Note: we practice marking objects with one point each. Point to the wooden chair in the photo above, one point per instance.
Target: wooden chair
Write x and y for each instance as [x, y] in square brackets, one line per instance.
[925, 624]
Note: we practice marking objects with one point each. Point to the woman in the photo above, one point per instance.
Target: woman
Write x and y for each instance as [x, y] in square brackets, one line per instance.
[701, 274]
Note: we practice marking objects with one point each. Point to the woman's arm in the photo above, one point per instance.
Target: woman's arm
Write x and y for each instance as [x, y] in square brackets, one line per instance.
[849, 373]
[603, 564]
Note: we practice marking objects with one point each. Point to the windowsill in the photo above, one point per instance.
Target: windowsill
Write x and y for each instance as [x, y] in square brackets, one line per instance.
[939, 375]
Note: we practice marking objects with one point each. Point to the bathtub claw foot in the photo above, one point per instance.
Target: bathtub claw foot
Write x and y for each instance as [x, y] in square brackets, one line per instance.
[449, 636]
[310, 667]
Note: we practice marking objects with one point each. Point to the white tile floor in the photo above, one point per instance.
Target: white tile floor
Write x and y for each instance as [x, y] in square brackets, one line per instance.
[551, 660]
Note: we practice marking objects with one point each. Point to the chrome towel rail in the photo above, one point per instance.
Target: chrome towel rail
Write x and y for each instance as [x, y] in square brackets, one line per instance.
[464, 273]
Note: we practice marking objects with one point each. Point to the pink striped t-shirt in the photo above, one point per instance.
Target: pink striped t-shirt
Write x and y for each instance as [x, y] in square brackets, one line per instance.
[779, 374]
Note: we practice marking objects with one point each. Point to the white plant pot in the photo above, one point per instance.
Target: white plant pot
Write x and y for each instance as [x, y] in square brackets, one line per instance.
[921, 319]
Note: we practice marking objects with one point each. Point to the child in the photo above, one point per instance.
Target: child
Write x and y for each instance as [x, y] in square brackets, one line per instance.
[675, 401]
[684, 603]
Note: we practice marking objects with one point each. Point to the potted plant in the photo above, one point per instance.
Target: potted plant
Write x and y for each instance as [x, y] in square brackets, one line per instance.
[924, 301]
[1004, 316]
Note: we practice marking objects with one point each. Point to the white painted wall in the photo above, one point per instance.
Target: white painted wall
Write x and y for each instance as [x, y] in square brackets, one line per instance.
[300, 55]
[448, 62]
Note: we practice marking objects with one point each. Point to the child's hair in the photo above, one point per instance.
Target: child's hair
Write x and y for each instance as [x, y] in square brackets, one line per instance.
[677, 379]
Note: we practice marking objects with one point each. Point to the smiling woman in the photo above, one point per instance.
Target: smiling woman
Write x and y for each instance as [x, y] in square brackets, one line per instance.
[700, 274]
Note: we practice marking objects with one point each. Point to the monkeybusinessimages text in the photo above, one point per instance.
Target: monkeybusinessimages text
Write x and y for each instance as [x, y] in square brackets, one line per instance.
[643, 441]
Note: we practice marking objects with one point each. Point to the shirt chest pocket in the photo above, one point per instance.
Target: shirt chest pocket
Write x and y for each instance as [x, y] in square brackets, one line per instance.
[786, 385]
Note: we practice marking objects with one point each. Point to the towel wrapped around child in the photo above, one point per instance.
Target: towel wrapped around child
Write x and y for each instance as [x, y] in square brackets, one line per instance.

§ §

Exactly reproduce the lines from the one containing "to the smiling" through the end of the records, and only those lines.

Note: we practice marking objects with one point each. Point to the smiling woman in the photo above, one point per instance.
Target: smiling woman
Write x and y for each instance as [x, y] in square brackets, one line per instance.
[700, 274]
Note: we practice marking objects with one point each. Point to the monkeybusinessimages text in the photo above, one point per instance.
Target: monkeybusinessimages text
Write x and y for each instance as [x, y] in square brackets, one line per instance.
[643, 441]
Note: we practice marking objects with one point each. Point to the shirt chest pocket in the photo above, one point per instance.
Target: shirt chest pocket
Write x and y for each instance as [x, y] in square brackets, one line per instance.
[786, 385]
Note: we practice marking objects with one point each. Point to the towel wrapped around child in the photo above, one point per instance.
Target: towel wrapped around child
Write x and y for each instance as [x, y] in square brackets, one line per instance.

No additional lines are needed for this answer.